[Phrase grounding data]
+--
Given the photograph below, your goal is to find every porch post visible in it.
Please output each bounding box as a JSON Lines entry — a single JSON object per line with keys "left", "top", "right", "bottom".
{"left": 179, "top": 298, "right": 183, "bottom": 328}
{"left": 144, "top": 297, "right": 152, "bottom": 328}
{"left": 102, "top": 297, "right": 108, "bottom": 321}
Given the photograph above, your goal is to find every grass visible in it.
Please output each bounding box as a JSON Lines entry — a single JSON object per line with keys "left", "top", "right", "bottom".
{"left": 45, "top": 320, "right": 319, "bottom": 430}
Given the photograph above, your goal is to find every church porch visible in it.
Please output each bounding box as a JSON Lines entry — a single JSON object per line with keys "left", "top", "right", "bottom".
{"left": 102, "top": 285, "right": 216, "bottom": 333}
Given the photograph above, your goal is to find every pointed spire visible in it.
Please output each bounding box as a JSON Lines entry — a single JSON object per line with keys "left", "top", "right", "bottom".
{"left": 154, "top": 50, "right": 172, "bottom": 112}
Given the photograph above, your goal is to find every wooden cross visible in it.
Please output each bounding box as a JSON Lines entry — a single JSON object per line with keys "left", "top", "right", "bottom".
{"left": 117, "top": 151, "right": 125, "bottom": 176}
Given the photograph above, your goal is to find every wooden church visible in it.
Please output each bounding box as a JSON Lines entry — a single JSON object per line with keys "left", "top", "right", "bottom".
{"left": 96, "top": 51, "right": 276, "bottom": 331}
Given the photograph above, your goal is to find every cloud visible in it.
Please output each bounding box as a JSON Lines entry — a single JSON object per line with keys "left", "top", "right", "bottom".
+--
TASK REQUIREMENTS:
All lines of the records above that carry the word "visible" should be listed.

FINAL ANSWER:
Given the photograph below, your goal is to find every porch post visible in it.
Given the photograph above, your goal is to find every grass visible in it.
Given the photograph above, your goal is to find every church porch visible in it.
Given the photograph above, your goal is to find every pointed spire visible in it.
Given the photograph above, your goal is to find every wooden cross visible in it.
Given the photograph above, your goal is to find every wooden church visible in it.
Given the photograph above, your goal is to find every cloud visible in it.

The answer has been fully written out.